Text for analysis:
.....

The only requirement was that the datu must have distinguished himself or herself in some way – be it in battle or as a crisis manager. The position can be inherited but only if successors possess the same traits as the predecessor. Otherwise, a new and more deserving datu was selected by all free men and women of the barangay, regardless of social class. Datus were indeed genuine public servants who gave premium to the interest and welfare of the barangay.

It is interesting to note that then, as now, the head of the barangay exercised executive, judicial and legislative powers. But back then, the barangay was completely autonomous and datus were answerable only to their people. Barangays were also very fluid and territorial borders were unimportant. This meant that a whole barangay may resettle into another unoccupied territory so long as a consensus has been reached among the people.

When the Spanish conquistadores arrived, they immediately saw the significance of these political units. But to use the barangay for their own ends they had to make drastic changes. Territories became fixed in order to be able to better control the subjugated population. They ordered forced relocations so as to combine several barangays to form a pueblo. The autonomy of the barangay was effectively curtailed and it became a mere sub-component of the pueblo which was administered by the gobernadorcillo who was in turn accountable to the alcade mayor.    

The datu class became the principalia or the local elite co-opted by the Spanish to help govern their subjects. To completely erase the vestiges of the past, even the nomenclature was changed – datus became cabezas de barangay whose main duty was to supply the local Spanish authorities with forced labor and taxes in exchange for a fraction of the powers and privileges they previously enjoyed. The Council of Elders was also abolished because it became irrelevant as the cabeza de barangay was relegated to the role of tax collector and forced labor recruiter.

Moreover, a cabeza de barangay had to be a man and was elected only by male members of the principalia in elections that were, more often than not, influenced by the parish priest of the pueblo.

After the downfall of the Spanish regime, the Americans made very little changes to the structure of the barangay. They encouraged the use of the word barrio to replace barangay and the local village chief regained his functions as a village headman, minus the responsibility of collecting taxes and providing forced labor.

Cabeza de barangay came to be called barrio captain but this was a superficial change because like the Spaniards, the Americans ensured that the village chief belonged to the ruling elite and can only be elected by those belonging to a few privileged families. Thus, the Spanish tradition of limiting the pool of would be chiefs to the local elite continued. 

The name game continued during the Commonwealth period and the term barrio captain evolved into the name tiniente del barrio.

During the incumbency of President Marcos, the word barrio was eschewed and the term barangay was again embraced. The name tiniente del barrio went into disuse and the term barangay captain was adopted.

With the enactment of the Local Government Code in 1991, the current term punong barangay was instituted. Although the position of punong barangay may have evolved through the centuries and have undergone several changes in nomenclature, it is still anchored on the concept that public trust should be repaid by genuine public service.

The staying power of this political institution is proof of its indispensability. 

The barangay is key to the effective and speedy delivery of frontline services. 

The barangay is also the principal link of the people to the municipal, provincial and national government and vice versa. Because officials operate at the grassroots level, their inputs regarding the needs of their constituentsare invaluable as they are the most accurate barometer of the real pulse of the people. 

Moreover, there can be no more fertile training ground for future leaders than the barangay. Because the barangay is a microcosm of national governance it is therefore the best leadership training school.

.....

[Stored data entries]
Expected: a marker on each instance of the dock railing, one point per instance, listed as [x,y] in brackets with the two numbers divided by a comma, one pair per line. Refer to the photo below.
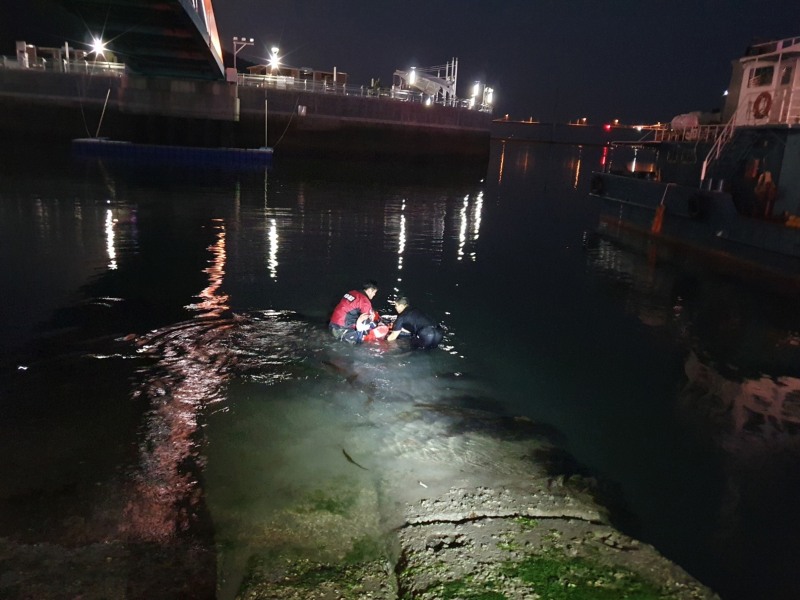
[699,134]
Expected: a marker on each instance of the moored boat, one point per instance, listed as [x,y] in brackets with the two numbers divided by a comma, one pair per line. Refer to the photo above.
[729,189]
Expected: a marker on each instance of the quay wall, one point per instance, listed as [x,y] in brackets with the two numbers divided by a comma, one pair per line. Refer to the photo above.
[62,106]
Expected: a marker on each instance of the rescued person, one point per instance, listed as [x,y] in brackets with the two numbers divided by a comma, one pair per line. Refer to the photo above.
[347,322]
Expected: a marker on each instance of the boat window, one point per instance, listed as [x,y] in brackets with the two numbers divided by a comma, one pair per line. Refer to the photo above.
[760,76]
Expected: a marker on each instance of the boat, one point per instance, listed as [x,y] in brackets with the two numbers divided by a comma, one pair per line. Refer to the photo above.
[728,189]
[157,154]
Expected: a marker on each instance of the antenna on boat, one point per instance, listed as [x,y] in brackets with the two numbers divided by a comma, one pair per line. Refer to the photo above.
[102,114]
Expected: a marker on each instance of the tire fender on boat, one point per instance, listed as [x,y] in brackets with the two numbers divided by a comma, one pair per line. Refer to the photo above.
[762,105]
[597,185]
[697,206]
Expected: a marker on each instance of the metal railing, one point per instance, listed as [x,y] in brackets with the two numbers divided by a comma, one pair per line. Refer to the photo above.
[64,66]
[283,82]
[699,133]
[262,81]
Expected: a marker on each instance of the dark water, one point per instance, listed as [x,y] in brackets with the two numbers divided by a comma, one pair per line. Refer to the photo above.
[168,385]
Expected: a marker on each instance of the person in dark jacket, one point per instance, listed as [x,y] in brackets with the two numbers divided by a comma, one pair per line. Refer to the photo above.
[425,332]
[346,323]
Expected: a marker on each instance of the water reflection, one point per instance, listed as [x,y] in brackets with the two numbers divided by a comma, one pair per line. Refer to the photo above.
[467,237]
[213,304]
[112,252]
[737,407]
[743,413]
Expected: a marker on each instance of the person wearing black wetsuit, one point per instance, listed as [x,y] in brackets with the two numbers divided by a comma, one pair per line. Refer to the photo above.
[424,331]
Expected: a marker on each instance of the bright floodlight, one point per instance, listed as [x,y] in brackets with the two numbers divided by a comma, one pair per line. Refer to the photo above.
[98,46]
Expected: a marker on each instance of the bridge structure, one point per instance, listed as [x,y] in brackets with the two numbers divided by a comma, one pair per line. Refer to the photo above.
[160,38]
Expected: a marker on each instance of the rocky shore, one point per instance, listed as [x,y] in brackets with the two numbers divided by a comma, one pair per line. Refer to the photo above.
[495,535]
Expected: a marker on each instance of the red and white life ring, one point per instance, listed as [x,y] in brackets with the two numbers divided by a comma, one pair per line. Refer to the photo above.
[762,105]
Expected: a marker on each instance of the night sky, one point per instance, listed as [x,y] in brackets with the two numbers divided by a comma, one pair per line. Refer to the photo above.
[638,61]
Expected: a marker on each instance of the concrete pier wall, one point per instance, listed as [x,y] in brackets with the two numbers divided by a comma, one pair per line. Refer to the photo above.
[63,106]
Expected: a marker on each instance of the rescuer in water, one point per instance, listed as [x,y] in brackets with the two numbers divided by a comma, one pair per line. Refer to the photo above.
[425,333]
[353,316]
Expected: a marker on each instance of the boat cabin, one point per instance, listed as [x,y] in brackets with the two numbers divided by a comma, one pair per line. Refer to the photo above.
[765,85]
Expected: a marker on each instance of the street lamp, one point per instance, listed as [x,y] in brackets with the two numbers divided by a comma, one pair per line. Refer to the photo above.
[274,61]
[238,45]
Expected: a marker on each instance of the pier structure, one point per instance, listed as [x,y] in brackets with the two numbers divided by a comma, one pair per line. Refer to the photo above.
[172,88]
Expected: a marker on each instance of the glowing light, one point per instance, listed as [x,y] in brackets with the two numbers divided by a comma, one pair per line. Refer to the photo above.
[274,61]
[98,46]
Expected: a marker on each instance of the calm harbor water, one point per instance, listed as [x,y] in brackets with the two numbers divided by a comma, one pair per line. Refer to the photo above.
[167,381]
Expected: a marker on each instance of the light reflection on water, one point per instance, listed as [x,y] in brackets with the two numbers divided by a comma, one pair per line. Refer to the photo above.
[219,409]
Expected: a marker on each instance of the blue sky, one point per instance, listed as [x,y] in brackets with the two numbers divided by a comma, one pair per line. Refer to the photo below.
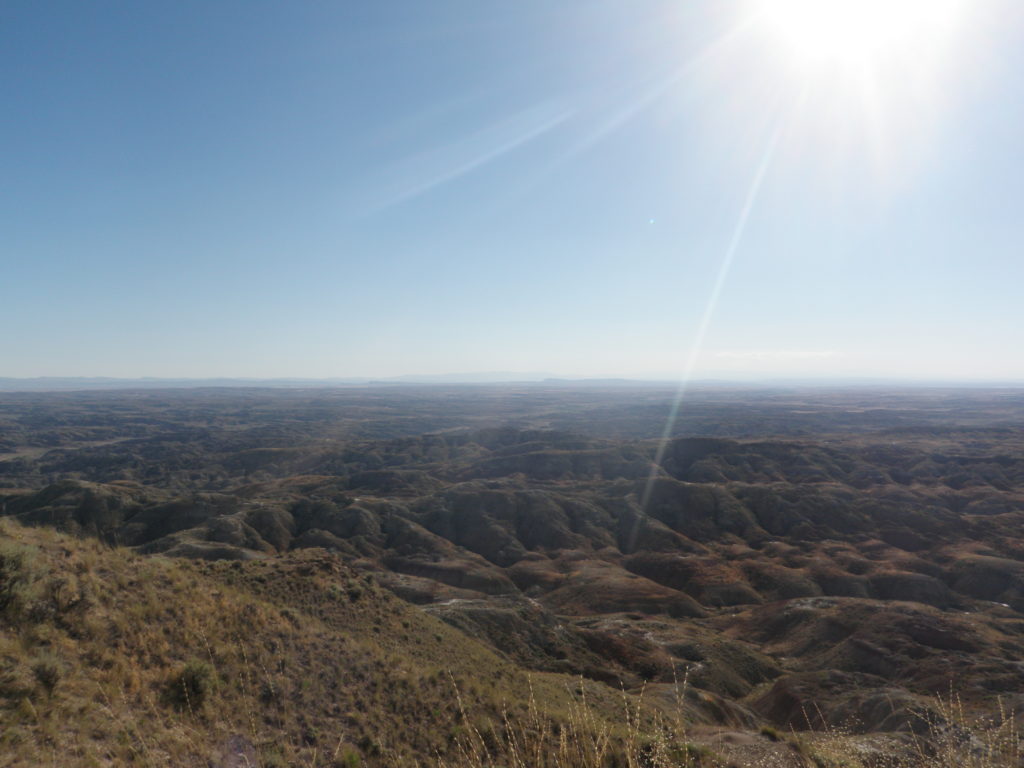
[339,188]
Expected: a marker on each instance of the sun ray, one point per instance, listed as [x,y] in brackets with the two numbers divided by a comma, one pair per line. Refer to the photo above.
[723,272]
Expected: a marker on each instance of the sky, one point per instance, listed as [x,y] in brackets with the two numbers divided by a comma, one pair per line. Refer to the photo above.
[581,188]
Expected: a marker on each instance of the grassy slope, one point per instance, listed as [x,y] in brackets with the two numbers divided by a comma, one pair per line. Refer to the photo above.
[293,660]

.....

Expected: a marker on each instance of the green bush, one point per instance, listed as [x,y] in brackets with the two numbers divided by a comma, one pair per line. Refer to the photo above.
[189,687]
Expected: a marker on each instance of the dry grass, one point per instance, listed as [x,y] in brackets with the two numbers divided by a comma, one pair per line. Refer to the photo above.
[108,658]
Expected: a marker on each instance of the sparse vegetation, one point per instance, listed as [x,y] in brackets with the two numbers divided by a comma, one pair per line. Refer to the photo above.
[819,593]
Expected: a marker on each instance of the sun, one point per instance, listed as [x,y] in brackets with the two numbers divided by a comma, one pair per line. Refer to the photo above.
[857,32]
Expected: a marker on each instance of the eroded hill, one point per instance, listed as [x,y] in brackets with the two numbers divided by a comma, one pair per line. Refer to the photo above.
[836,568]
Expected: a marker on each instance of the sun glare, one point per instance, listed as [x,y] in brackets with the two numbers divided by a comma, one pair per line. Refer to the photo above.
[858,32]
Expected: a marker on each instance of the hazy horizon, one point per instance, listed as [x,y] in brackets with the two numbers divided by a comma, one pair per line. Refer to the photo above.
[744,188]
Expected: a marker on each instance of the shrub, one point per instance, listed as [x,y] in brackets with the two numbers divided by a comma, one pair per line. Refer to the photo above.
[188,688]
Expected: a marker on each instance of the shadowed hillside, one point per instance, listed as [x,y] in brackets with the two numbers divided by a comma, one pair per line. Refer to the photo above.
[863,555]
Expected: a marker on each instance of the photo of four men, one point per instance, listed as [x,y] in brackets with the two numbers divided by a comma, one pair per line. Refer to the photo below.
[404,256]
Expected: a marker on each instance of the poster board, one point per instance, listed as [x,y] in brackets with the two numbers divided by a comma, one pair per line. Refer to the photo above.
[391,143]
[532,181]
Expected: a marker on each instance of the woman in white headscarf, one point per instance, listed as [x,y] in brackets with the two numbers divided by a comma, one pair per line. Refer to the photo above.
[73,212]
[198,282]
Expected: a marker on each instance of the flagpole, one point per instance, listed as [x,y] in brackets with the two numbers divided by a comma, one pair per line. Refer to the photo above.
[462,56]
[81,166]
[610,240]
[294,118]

.....

Work to complete:
1) In the text on the barangay, rewrite the paragraph beginning "When the Spanish conquistadores arrived" as a short bulleted list that keeps its main facts.
2) According to the text on the barangay, what term for the head of the barangay was instituted by the Local Government Code in 1991?
The listing is not needed for what follows.

Solutions to each task:
1)
- The Spanish saw the importance of the barangay as a political unit and changed it drastically to serve their purposes.
- They fixed territories to better control the conquered population.
- Through forced relocations, they merged several barangays into a pueblo.
- The barangay lost its autonomy and became a sub-component of the pueblo.
- A gobernadorcillo, accountable to the alcade mayor, administered the pueblo.

2) Punong barangay.